Given request: Copy out the lines of the entries from the one that contains "Objective — one point per instance of the row" through the end of the entries, inclusive, reproducing each line verbatim.
** START Extracted data **
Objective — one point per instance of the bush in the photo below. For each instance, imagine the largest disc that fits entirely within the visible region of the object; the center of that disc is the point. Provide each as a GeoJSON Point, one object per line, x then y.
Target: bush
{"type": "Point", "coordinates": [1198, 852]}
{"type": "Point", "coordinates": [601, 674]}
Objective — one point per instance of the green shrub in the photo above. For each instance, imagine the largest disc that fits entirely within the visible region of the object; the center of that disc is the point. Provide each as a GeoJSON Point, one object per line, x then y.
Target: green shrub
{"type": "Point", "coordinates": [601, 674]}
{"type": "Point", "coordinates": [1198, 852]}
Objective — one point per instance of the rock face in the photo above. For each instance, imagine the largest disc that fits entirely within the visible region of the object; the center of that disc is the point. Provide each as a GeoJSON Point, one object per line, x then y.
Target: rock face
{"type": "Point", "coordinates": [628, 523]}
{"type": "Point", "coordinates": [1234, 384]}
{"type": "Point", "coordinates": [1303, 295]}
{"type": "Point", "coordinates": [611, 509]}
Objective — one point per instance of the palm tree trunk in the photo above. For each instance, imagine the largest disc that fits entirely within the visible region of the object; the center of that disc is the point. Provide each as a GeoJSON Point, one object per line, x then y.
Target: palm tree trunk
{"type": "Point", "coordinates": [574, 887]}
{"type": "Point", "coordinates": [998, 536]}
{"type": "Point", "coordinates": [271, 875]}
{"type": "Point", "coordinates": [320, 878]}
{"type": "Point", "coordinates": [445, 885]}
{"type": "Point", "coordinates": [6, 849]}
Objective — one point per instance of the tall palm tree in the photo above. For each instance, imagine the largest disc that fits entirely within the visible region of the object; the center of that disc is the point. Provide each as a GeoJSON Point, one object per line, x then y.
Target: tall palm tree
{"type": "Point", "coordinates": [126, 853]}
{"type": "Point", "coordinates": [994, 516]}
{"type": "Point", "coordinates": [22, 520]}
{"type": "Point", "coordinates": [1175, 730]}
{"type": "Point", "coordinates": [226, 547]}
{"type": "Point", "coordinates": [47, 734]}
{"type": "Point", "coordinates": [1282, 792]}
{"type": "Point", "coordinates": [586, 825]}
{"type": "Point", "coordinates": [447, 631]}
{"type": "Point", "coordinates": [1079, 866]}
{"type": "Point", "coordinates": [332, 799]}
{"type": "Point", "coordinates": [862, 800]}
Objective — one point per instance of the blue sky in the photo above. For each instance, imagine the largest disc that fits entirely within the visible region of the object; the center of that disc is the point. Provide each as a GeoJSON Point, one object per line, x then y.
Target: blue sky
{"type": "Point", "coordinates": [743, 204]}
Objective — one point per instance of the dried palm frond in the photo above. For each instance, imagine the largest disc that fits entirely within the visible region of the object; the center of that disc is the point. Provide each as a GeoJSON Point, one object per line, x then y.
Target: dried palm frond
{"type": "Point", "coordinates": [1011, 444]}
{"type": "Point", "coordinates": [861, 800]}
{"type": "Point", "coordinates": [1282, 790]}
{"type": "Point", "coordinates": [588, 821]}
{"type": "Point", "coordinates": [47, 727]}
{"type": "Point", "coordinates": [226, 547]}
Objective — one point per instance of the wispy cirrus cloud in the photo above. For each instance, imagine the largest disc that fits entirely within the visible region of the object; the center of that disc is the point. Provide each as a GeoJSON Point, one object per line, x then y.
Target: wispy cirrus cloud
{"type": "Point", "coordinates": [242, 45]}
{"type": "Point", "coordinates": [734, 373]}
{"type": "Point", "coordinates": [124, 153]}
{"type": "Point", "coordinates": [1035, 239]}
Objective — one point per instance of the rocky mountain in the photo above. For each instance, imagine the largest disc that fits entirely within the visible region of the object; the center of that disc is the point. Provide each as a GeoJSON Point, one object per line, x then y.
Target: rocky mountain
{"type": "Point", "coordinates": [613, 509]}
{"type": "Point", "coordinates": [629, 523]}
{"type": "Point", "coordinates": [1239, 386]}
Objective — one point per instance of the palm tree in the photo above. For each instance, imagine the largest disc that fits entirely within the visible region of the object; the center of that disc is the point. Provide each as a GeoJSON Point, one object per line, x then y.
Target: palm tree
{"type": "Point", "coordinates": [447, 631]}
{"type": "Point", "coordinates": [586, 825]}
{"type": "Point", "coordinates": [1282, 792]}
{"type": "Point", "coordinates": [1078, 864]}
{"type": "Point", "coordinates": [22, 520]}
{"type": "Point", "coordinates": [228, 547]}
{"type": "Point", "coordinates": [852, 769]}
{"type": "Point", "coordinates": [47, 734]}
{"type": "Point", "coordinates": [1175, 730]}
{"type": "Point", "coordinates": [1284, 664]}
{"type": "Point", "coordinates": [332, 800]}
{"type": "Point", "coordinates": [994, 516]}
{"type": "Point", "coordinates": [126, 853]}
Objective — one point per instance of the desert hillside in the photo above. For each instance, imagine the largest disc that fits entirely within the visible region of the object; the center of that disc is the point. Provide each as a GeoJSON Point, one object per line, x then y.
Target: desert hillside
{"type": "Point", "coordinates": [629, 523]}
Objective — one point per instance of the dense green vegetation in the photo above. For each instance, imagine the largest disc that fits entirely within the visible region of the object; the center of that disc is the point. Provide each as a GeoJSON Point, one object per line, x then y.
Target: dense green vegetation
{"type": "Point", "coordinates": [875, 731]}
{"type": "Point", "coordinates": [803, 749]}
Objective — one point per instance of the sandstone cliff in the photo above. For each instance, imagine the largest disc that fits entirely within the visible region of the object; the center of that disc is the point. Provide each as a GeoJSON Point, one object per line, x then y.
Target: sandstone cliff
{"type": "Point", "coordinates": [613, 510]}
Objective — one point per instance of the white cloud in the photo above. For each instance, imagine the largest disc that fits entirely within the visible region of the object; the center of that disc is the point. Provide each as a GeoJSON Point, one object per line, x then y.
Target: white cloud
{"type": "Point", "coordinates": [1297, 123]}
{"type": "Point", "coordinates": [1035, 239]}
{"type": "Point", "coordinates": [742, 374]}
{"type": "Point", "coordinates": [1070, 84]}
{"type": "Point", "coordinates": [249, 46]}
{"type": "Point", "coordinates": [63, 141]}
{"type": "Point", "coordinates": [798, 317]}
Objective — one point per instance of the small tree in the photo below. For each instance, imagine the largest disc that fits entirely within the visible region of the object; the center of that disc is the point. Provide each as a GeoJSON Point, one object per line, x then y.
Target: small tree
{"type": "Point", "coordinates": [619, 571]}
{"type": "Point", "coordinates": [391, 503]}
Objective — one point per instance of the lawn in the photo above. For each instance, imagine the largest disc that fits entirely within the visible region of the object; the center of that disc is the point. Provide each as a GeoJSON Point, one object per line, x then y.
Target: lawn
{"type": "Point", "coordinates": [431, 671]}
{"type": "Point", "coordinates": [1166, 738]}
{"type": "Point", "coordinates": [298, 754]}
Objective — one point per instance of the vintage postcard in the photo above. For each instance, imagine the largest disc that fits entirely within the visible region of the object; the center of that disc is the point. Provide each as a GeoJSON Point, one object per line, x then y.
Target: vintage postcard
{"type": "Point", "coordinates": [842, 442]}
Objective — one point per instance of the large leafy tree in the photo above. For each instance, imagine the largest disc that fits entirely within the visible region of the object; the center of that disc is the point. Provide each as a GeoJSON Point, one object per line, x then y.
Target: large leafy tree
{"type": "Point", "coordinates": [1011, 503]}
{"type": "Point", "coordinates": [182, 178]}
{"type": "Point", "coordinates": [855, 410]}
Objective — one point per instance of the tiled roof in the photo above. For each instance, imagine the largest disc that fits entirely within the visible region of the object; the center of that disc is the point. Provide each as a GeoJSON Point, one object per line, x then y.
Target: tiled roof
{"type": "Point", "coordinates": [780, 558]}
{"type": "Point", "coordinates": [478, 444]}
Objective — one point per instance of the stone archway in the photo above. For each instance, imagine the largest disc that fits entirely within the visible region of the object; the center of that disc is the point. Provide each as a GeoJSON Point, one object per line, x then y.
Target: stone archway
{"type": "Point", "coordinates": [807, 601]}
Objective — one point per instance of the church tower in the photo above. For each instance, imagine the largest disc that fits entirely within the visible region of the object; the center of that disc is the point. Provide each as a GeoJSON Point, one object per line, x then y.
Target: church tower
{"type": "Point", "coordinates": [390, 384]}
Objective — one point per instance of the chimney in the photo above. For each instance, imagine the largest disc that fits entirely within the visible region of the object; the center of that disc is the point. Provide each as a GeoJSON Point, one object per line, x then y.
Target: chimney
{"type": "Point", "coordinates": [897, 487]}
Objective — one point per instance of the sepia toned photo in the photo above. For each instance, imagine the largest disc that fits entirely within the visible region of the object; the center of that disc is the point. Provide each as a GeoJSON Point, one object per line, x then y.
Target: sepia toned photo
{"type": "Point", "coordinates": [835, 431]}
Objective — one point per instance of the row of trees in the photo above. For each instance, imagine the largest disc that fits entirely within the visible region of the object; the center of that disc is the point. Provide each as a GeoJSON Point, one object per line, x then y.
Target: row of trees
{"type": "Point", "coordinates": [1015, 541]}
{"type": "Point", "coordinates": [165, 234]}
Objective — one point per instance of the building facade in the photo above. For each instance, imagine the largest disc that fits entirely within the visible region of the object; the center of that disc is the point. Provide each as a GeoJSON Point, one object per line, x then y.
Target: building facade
** END Extracted data **
Task result:
Objective — one point per instance of the row of trees in the photo above. For each instance, imagine the largest disc that fits entirely within the visible region of the object; the center of that disc is the point. Provide each as a GeoJSON Point, one object per line, x then y.
Target: row of trees
{"type": "Point", "coordinates": [1015, 541]}
{"type": "Point", "coordinates": [165, 234]}
Objective — one point per instance of the building facade in the photo above. For each instance, imagine the largest disc that fits entirely within the visible region of the object; the center of that disc is the point. Provide each as a GeoJSON Point, one object per line, x then y.
Target: building facade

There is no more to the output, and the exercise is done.